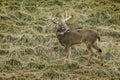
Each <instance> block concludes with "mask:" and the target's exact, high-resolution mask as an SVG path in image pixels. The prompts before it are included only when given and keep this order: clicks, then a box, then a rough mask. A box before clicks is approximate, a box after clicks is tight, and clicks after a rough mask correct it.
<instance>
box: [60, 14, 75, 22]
mask: <svg viewBox="0 0 120 80" xmlns="http://www.w3.org/2000/svg"><path fill="white" fill-rule="evenodd" d="M72 17H73V15H72V14H69V15H68V13H67V12H66V15H65V18H64V16H63V15H62V22H63V23H65V22H67V21H68V20H69V19H71V18H72Z"/></svg>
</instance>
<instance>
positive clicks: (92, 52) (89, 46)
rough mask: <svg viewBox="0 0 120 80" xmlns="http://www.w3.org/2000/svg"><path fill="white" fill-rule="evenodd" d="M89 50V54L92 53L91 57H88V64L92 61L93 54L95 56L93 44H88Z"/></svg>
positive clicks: (88, 49) (91, 53)
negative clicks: (89, 44)
mask: <svg viewBox="0 0 120 80" xmlns="http://www.w3.org/2000/svg"><path fill="white" fill-rule="evenodd" d="M87 51H88V52H89V54H90V55H89V59H88V64H90V63H91V59H92V56H93V54H94V52H93V50H92V47H91V45H87Z"/></svg>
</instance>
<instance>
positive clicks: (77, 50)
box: [0, 0, 120, 80]
mask: <svg viewBox="0 0 120 80" xmlns="http://www.w3.org/2000/svg"><path fill="white" fill-rule="evenodd" d="M65 11H69V12H72V13H73V15H74V16H73V19H71V20H70V21H69V22H68V23H67V24H68V25H69V27H70V28H72V29H75V28H90V29H95V30H97V31H99V32H100V34H101V42H100V44H99V46H100V47H101V48H102V50H103V54H102V56H103V58H104V61H103V66H101V65H100V60H99V59H98V58H97V57H95V56H94V57H93V59H92V64H91V65H90V66H88V65H87V59H88V54H87V53H86V52H85V46H84V44H81V46H80V47H79V46H73V47H72V56H71V58H72V63H71V64H69V63H64V62H63V61H64V59H65V57H64V56H65V54H64V47H62V46H61V45H60V43H59V42H58V40H57V38H56V35H55V27H54V26H55V25H54V24H53V23H52V22H50V21H45V20H44V19H46V18H47V17H48V16H49V13H50V12H52V13H53V14H54V15H55V16H56V17H57V18H61V14H64V13H65ZM119 20H120V1H119V0H100V1H99V0H78V1H75V0H57V1H56V0H46V1H44V0H39V1H38V0H0V80H119V79H120V54H119V53H120V50H119V47H120V22H119Z"/></svg>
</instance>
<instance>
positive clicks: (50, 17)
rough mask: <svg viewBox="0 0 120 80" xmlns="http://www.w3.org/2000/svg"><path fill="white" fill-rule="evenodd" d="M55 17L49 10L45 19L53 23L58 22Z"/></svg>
mask: <svg viewBox="0 0 120 80" xmlns="http://www.w3.org/2000/svg"><path fill="white" fill-rule="evenodd" d="M55 19H56V18H55V15H54V16H53V14H52V12H50V13H49V17H48V19H47V20H51V21H52V22H53V23H55V24H59V23H58V21H56V20H55Z"/></svg>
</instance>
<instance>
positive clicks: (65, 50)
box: [65, 46, 71, 63]
mask: <svg viewBox="0 0 120 80" xmlns="http://www.w3.org/2000/svg"><path fill="white" fill-rule="evenodd" d="M65 54H66V57H65V58H67V60H68V62H69V63H71V58H70V56H71V47H70V46H66V47H65Z"/></svg>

**Your goal:**
Your reply should hold every line of the material, unaltered, and not one picture.

**Task solution:**
Each <instance> block concludes with "mask:" and the target's exact, high-resolution mask as an SVG path in image pixels. The prompts before it are included only when given and keep this order: clicks, then a box, then a rough mask. A box before clicks is approximate, a box after clicks is tight, and clicks after a rough mask correct it.
<instance>
box: [60, 14, 75, 22]
mask: <svg viewBox="0 0 120 80" xmlns="http://www.w3.org/2000/svg"><path fill="white" fill-rule="evenodd" d="M72 17H73V15H72V14H69V15H68V13H67V12H66V15H65V18H64V16H63V15H62V22H63V23H65V22H67V21H68V20H69V19H71V18H72Z"/></svg>
</instance>
<instance>
positive clicks: (92, 52) (89, 46)
rough mask: <svg viewBox="0 0 120 80" xmlns="http://www.w3.org/2000/svg"><path fill="white" fill-rule="evenodd" d="M89 50V54L92 53L91 57H88V64L92 61L93 54L95 56L93 44H88Z"/></svg>
positive clicks: (88, 49) (91, 53)
negative clicks: (89, 44)
mask: <svg viewBox="0 0 120 80" xmlns="http://www.w3.org/2000/svg"><path fill="white" fill-rule="evenodd" d="M87 51H88V52H89V54H90V55H89V59H88V64H90V63H91V59H92V56H93V54H94V52H93V50H92V47H91V45H87Z"/></svg>
</instance>
<instance>
positive clicks: (77, 50)
box: [0, 0, 120, 80]
mask: <svg viewBox="0 0 120 80" xmlns="http://www.w3.org/2000/svg"><path fill="white" fill-rule="evenodd" d="M65 11H69V12H72V13H73V15H74V16H73V19H71V20H70V21H69V22H68V23H67V24H68V25H69V27H70V28H72V29H75V28H90V29H95V30H97V31H99V32H100V34H101V42H100V44H99V46H100V47H101V48H102V50H103V54H102V56H103V58H104V61H103V66H101V65H100V60H99V59H98V58H97V57H95V56H94V57H93V59H92V64H91V65H90V66H88V65H87V59H88V54H87V53H86V52H85V46H84V44H81V46H80V47H79V46H73V47H72V56H71V58H72V63H71V64H69V63H64V62H63V61H64V59H65V57H64V56H65V54H64V47H62V46H61V45H60V43H59V42H58V40H57V38H56V35H55V27H54V26H55V25H54V24H53V23H52V22H50V21H45V20H44V19H46V18H47V17H48V16H49V13H50V12H52V13H53V14H54V15H55V16H56V17H57V18H61V14H64V13H65ZM119 20H120V1H119V0H100V1H99V0H78V1H75V0H57V1H56V0H46V1H44V0H39V1H38V0H0V80H119V79H120V54H119V53H120V50H119V47H120V22H119Z"/></svg>
</instance>
<instance>
positive clicks: (50, 17)
rough mask: <svg viewBox="0 0 120 80" xmlns="http://www.w3.org/2000/svg"><path fill="white" fill-rule="evenodd" d="M55 17L49 10L45 19L53 23L58 22Z"/></svg>
mask: <svg viewBox="0 0 120 80" xmlns="http://www.w3.org/2000/svg"><path fill="white" fill-rule="evenodd" d="M55 19H56V18H55V15H54V16H53V14H52V12H50V13H49V17H48V19H47V20H51V21H52V22H53V23H55V24H59V23H58V21H56V20H55Z"/></svg>
</instance>
<instance>
positive clicks: (65, 50)
box: [65, 46, 71, 63]
mask: <svg viewBox="0 0 120 80" xmlns="http://www.w3.org/2000/svg"><path fill="white" fill-rule="evenodd" d="M65 54H66V57H65V58H67V60H68V62H69V63H71V58H70V56H71V47H70V46H66V47H65Z"/></svg>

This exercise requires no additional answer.